Reading text
☆ ☆ ☆
Thursday, May 23, 2024

The Emmy™Award-Winning Documentary Film

"Broadcast" version now airing on most public television stations.

"Uncensored" version now on DVD and in film festivals.

Synopsis: A charismatic figure featured in Tom Wolfe's book The Right Stuff, Florence "Pancho" Barnes was one of the most important women in 20th Century aviation. A tough and fearless aviatrix, Pancho was a rival of Amelia Earhart's who made a name for herself as Hollywood's first female stunt pilot. Just before WWII she opened a ranch near Edwards Air Force Base that became a famous -- some would say notorious -- hangout for test pilots and movie stars. Known as the "Happy Bottom Riding Club", it became the epicenter of the aviation world during the early jet age. Chuck Yeager celebrated breaking the sound barrier there in 1947, and Howard Hughes and Jimmy Doolittle caroused in the bar. The Club's destruction by fire in 1953 is seen by many to mark the end of a Golden Era in post-WWII aviation. In the same fashion Pancho herself has become something of a legend, a fascinating yet enigmatic icon whose swagger is often celebrated, but whose story has been largely unknown. Until now.
☆ ☆ ☆
Objective 1
Within the rows, from the line containing "gray background on this basis." through the last row, switch "petal" to "blossom" and reproduce only that part with nothing else altered.
The film synopsis has no connection to the rows that follow it.
☆ ☆ ☆
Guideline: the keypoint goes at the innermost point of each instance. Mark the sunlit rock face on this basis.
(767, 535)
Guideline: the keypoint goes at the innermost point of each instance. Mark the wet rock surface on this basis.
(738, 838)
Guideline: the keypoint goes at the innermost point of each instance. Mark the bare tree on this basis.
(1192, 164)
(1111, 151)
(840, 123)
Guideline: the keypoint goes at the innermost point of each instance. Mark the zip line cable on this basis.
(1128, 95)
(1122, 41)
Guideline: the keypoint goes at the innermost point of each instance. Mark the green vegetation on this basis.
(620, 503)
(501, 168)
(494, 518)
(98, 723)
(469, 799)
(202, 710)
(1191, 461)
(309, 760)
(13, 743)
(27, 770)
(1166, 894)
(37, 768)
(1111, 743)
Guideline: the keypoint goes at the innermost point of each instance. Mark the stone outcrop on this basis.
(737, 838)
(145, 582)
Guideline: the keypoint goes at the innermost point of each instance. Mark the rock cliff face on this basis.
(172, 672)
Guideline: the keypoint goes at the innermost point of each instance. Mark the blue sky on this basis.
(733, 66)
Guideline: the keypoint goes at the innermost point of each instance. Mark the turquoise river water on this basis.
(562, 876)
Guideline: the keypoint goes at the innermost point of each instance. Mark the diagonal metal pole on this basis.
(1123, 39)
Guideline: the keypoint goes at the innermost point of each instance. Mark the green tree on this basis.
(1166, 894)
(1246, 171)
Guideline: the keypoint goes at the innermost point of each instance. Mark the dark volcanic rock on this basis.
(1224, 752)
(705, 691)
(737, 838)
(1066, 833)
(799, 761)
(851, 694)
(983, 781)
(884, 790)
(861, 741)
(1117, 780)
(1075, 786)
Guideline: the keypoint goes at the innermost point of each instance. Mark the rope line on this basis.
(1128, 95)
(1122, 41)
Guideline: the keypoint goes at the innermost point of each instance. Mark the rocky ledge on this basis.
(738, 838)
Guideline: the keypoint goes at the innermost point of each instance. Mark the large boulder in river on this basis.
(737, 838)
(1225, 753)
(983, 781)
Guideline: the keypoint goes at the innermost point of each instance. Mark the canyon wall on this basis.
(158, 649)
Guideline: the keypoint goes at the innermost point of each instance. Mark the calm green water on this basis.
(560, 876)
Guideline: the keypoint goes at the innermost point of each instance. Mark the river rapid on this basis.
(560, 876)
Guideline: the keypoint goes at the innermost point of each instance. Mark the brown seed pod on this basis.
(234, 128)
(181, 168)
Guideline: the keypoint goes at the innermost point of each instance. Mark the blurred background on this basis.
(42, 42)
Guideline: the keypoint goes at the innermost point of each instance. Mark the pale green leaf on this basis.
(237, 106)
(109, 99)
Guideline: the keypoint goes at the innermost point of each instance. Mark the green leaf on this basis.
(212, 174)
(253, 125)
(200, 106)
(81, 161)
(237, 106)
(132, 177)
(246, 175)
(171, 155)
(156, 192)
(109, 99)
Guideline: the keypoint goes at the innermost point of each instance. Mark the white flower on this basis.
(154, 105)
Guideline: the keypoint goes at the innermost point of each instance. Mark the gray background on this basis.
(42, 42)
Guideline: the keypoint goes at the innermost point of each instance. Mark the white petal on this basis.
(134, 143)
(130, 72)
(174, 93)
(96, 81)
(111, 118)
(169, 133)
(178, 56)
☆ ☆ ☆
Objective 2
Translate this sentence from the film synopsis into French: "Chuck Yeager celebrated breaking the sound barrier there in 1947, and Howard Hughes and Jimmy Doolittle caroused in the bar."

Full response 1
Guideline: the keypoint goes at the innermost point of each instance. Mark the gray background on this basis.
(42, 42)
Guideline: the keypoint goes at the innermost point of each instance. Mark the white blossom on this basis.
(134, 143)
(130, 72)
(174, 93)
(96, 81)
(111, 118)
(169, 133)
(178, 56)

Full response 2
Chuck Yeager y a célébré le franchissement du mur du son en 1947, et Howard Hughes et Jimmy Doolittle faisaient la fête au bar.